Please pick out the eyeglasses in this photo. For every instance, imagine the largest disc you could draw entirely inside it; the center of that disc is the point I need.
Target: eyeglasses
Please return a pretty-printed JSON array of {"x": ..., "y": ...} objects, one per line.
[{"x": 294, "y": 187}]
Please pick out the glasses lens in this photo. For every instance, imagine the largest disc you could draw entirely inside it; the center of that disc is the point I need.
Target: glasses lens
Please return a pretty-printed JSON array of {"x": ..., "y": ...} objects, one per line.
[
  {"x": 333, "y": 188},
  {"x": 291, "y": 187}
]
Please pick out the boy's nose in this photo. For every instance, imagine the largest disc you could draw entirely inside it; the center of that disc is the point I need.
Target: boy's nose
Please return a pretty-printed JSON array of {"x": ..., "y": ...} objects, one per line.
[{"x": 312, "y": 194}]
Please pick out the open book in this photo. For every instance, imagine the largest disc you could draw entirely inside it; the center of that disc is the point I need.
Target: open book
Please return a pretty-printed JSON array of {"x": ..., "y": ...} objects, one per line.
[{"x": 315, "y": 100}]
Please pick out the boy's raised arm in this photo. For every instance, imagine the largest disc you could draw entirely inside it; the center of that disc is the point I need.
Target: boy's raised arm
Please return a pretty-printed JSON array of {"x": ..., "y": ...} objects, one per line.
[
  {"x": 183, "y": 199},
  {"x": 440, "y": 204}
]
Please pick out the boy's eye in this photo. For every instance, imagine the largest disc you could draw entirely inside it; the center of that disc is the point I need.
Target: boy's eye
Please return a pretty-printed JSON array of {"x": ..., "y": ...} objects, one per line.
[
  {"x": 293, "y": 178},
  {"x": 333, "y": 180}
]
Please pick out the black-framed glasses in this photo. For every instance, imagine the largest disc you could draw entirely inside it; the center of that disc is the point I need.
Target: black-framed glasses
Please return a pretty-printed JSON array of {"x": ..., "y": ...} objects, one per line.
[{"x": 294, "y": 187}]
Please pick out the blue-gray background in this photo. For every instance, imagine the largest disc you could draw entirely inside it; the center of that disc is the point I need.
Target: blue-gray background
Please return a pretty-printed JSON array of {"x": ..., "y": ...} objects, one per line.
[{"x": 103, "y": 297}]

- EXERCISE -
Write the material out again word for word.

- FINISHED ANSWER -
Please pick out the eyeglasses in this photo. For every instance, imagine the largest disc you could draw entirely inside it; the center of that disc is the point I need.
Target: eyeglasses
Please return a pretty-printed JSON array of {"x": ..., "y": ...} objects, one per line.
[{"x": 294, "y": 187}]
Please pick out the glasses lens in this photo. For every instance, imagine the largest disc you could draw entirely inside it; the center of that disc is the point I need.
Target: glasses lens
Please return a pretty-printed JSON array of {"x": ..., "y": ...} objects, one per line.
[
  {"x": 333, "y": 188},
  {"x": 291, "y": 187}
]
Please pick out the boy's nose in this photo. For every instance, imagine the largest disc you could draw entirely inside it; the center of that disc is the point I need.
Target: boy's nose
Please return a pretty-printed JSON array of {"x": ..., "y": ...} objects, one per line.
[{"x": 312, "y": 194}]
Please pick out the open book in this photo. For every instance, imagine the largest disc you could draw entirely inside it; the center of that disc is the point I need.
Target: open book
Please return a pretty-printed JSON array of {"x": ..., "y": ...} objects, one per line.
[{"x": 315, "y": 100}]
Please pick out the boy's raised arm in this photo. For every instance, imagine the largest disc you could draw entirely inside it; the center of that disc is the point I need.
Target: boy's raised arm
Please return a pretty-printed JSON array of {"x": ..., "y": ...} objects, one per line.
[
  {"x": 183, "y": 199},
  {"x": 440, "y": 204}
]
Please pick out the boy's eye in this photo. For every instance, imagine the largest disc you could draw entirely inside it; the center of that disc is the point I need.
Target: boy's eye
Please return a pretty-printed JSON array of {"x": ..., "y": ...} objects, one per line.
[
  {"x": 293, "y": 178},
  {"x": 333, "y": 180}
]
Please pick out the black-framed glasses in this photo. For every instance, imagine the largest disc you could draw entirely inside it; the center of that disc is the point I need.
Target: black-framed glasses
Please return a pretty-printed JSON array of {"x": ..., "y": ...} objects, one per line.
[{"x": 294, "y": 187}]
Please pick out the blue-gray background in this photo. For every instance, imagine the largest disc you could draw entirely inside it; the center of that disc is the point I need.
Target: blue-gray background
Please return a pretty-printed JSON array of {"x": ..., "y": ...} objects, one per line.
[{"x": 103, "y": 297}]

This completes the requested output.